_Work to be completed_
Please update the entries from the line with "Locate each silver car visible here." up to and including the line with "Locate each car headlight visible here.", replacing "visible here" with "shown here" and keeping everything else the same. Give only those lines.

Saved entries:
begin
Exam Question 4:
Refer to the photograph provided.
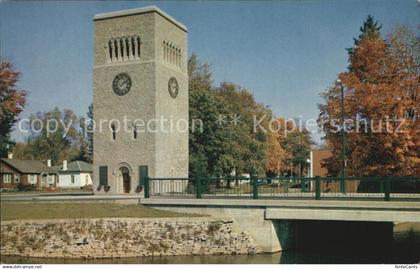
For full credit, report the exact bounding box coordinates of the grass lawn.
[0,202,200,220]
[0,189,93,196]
end
begin
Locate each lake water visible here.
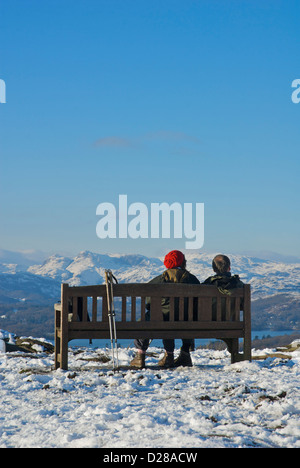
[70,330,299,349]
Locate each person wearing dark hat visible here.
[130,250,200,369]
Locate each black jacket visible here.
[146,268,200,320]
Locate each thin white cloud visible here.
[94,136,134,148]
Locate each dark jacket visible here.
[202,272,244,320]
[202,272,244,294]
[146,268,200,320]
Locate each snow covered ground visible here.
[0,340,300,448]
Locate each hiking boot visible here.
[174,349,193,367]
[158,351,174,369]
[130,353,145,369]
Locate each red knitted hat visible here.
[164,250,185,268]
end
begin
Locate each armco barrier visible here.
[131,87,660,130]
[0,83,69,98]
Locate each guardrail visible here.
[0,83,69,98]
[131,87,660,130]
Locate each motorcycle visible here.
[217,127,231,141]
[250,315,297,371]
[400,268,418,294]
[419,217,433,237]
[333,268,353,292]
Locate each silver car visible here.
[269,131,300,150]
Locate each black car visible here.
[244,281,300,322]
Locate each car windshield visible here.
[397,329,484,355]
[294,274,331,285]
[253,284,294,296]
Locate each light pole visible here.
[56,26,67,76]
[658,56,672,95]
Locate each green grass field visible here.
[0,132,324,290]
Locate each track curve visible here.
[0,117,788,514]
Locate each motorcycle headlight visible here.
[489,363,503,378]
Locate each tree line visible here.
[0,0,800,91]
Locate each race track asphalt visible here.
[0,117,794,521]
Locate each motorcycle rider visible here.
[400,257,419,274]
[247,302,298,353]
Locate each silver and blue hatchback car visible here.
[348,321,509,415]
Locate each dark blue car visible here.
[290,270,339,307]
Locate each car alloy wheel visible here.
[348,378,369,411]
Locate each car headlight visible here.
end
_Exercise response_
Locate each silver car shown here.
[269,131,300,150]
Locate each black car shown here.
[244,281,300,322]
Locate each car windshield shown here.
[397,329,484,355]
[294,274,331,285]
[253,284,294,296]
Locate each light pole shown here.
[56,26,67,76]
[658,56,672,95]
Locate each green grass field shown here.
[0,132,324,290]
Locate each track curve shown here.
[0,117,788,514]
Locate each motorcycle headlight shown here.
[489,363,503,378]
Locate each tree line shown here.
[0,0,800,91]
Locate each race track asphalt shown here.
[0,117,794,521]
Locate each motorcycle rider shown here.
[400,257,419,274]
[247,302,298,353]
Locate each silver and blue hatchback car shown here.
[348,321,509,415]
Locate each dark blue car shown here.
[290,270,339,307]
Locate each car alloy wheel shown here.
[348,378,369,411]
Locate each car headlight shown here.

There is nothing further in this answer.